**DOCUMENT TEXT:**
-- Opening Marker --

# Turkey mount question



## PBH (Nov 7, 2007)

looks like I have a tag for southern region this year. I'm thinking that I'd like to get a full strut mount this year, if I'm lucky enough to harvest. I've also been thinking about going after a bird with archery equipment this time. I have a couple questions:

What's better, real head skin mount, or artificial head? Does it matter?

If I lop off the head, can a taxidermist still use it for a skin mount?


----------



## TEX-O-BOB (Sep 12, 2007)

A head shot is always the best way to kill a turkey in regards to taxidermy! If you're bow hunting just be sure you hit the head only. Try not to cut any of the neck feathers below the head. I always say aim for his eye...

Some taxidermists use the real head, and some use fake ones. I prefer the fake ones. I have my own line of cast heads that were molded from real heads. They look just as real as the freeze dried ones. I think more real... Here's why. it's almost impossible to paint a freeze dried head and not get paint on the feathers. When I use a cast head I paint the head first, then add the feathers to it afterwards. The result is an extremely lifelike head with absolutely no painted feathers. Plus, a plastic head will NEVER shrink, stink, draw bugs, go bad, or rot on you. Freeze dried heads don't carry that same guarantee.

-- Closing Marker --

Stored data
-- Opening Marker --

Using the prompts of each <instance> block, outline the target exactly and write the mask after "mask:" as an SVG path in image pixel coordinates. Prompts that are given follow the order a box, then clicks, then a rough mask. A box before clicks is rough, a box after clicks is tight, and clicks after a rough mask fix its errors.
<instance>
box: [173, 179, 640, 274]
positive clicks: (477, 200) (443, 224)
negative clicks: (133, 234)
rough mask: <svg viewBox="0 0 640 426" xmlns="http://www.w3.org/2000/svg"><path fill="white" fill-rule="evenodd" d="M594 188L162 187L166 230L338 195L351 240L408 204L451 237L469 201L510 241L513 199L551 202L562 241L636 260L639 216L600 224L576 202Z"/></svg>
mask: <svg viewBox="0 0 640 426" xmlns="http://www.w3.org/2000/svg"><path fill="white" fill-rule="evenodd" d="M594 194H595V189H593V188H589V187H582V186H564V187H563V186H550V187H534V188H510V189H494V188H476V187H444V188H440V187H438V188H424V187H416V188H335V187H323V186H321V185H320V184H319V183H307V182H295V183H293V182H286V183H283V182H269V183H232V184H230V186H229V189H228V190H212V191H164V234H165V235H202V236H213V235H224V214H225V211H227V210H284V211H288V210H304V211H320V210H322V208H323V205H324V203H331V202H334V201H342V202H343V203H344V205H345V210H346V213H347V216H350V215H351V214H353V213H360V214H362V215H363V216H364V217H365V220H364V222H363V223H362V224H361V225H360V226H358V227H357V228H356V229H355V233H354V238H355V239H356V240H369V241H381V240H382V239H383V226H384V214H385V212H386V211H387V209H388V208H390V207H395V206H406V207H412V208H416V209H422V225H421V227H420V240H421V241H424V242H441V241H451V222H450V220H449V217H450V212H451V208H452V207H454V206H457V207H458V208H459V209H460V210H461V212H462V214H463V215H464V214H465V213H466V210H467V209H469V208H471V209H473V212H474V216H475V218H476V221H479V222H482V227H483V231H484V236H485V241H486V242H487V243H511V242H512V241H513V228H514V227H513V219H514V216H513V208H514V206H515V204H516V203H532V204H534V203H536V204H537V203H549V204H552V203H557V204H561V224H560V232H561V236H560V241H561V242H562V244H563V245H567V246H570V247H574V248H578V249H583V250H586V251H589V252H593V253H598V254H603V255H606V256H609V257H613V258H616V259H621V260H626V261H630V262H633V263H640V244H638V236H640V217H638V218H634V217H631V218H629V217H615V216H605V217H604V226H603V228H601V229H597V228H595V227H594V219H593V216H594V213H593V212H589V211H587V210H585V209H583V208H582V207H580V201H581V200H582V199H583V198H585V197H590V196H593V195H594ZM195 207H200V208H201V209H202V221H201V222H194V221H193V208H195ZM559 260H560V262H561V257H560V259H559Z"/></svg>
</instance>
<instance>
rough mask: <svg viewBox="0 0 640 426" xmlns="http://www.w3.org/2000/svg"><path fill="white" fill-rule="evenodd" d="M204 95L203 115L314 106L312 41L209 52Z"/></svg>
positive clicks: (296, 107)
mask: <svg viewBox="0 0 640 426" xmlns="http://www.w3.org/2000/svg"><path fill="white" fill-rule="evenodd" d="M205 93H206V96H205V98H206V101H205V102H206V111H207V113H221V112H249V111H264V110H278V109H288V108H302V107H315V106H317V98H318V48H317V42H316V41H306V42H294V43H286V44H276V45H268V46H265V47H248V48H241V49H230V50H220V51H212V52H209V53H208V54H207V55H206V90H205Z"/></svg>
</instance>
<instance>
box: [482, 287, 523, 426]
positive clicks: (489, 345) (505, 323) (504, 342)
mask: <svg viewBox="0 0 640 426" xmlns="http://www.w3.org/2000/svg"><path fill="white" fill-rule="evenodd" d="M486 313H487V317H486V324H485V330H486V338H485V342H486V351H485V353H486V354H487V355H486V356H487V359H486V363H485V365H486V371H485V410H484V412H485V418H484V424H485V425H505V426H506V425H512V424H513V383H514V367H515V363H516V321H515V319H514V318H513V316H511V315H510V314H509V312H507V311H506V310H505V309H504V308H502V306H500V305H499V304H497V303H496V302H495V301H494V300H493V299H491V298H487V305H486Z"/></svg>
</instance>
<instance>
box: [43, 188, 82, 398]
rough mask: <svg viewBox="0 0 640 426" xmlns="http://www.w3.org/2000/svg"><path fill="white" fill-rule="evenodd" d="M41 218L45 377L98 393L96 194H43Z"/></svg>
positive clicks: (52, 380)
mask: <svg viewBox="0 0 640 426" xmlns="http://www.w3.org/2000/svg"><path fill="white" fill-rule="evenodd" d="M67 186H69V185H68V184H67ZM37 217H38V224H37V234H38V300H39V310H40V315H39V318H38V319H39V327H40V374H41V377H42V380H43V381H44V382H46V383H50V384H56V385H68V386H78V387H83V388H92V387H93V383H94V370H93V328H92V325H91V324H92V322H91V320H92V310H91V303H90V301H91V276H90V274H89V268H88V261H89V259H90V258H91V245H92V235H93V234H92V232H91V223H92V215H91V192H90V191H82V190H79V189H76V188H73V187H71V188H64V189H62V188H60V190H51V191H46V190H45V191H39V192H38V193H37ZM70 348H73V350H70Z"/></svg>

-- Closing Marker --

**TASK ITEM A:** In the turkey mount thread, what does TEX-O-BOB always say to aim for?
**TASK ITEM B:** Pick up the turkey mount thread after its last sentence and continue it.

**WRITTEN RESPONSE A:** The turkey's eye.

**WRITTEN RESPONSE B:**
The real trick with painting a turkey head is to make it look like it hasn't been painted at all. You can't do that with a freeze dried head. The really good guys can get close, but it still looks painted.

Here's a picture of a freeze dried head from the best in the business. If you look close you can see the paint on the feathers.









And here's one I did from a cast head and glued the feathers back in. Better looking? You be the judge...


----------



## freepunk (Sep 17, 2007)

Tex knows his stuff. Great looking head. Planning on using a gobbler guillotine? :lol:


----------



## PBH (Nov 7, 2007)

yes -- I'm going to try out the guillotine.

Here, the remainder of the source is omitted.